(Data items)
■ ■ ■ ■ ■ ■ ■
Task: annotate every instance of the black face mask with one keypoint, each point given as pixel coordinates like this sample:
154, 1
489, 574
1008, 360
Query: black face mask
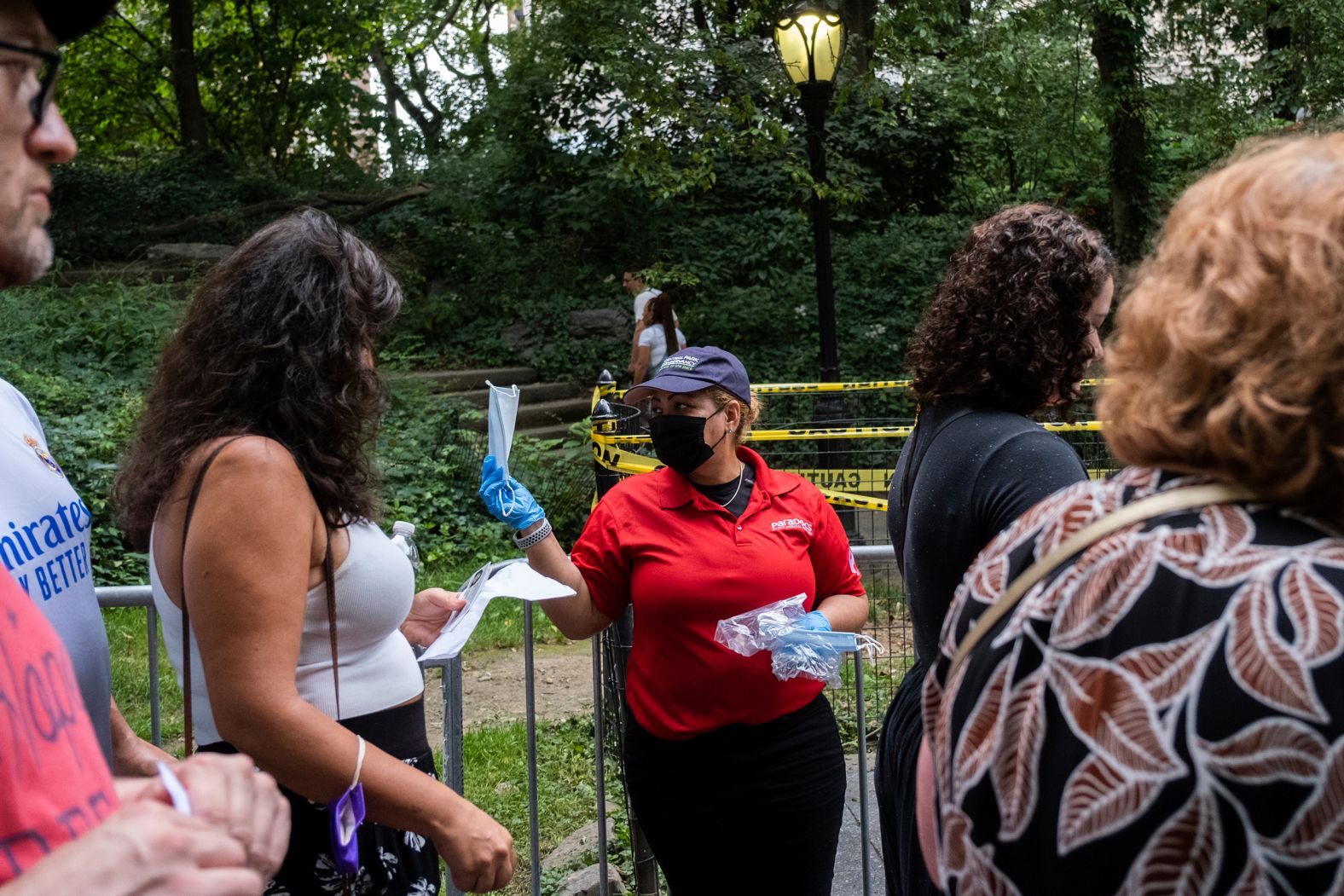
679, 441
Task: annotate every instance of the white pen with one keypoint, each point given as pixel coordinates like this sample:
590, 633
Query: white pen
180, 800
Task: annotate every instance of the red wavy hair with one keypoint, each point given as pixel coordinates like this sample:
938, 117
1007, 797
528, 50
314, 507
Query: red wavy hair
1229, 356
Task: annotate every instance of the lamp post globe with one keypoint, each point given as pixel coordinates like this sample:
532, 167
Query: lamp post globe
811, 41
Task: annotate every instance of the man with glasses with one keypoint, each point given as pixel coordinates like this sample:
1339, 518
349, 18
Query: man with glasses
211, 825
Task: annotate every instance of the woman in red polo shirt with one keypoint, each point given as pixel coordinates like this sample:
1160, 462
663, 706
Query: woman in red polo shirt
737, 777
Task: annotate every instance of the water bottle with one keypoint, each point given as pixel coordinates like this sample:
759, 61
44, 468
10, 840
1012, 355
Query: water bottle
■ ■ ■ ■ ■ ■ ■
--- Problem to work on ---
Return every entry unchanged and skip the pictures.

--- Output for this exercise ---
Task: annotate every instance of the black face mask with one keypoint, each point given as pixel coordinates like this sample:
154, 1
489, 574
1008, 360
Query: black face mask
679, 441
Task: annotate every instance of the white pen with one keypoint, each point given as pixel coordinates like this sample:
590, 633
Query: white pen
180, 800
Task: annotate every instance of the red wavy hair with one keypoint, each point given as pixel coordinates like this sample:
938, 117
1007, 797
528, 50
314, 507
Query: red wavy hair
1229, 356
Task: annotate every instance of the lamp post globe with one keypoint, each point given as pixel coordinates like this sample:
532, 167
Query: lamp post globe
811, 41
Task: annotate every instance of the man with glasses with one keypoint, each point given as pixel coordinates like this sample:
1339, 518
349, 18
Query: man with glasses
211, 825
Task: annotate every instance of the woman in red polo shirt with one keypoint, each point given as pixel coordinates like this sample:
1160, 462
663, 706
Query: woman in red polo shirt
737, 777
Task: annotate every instance of the water bottle with one keypoint, each point given as pixel coordinates like this sample:
759, 61
44, 468
10, 840
1012, 355
Query: water bottle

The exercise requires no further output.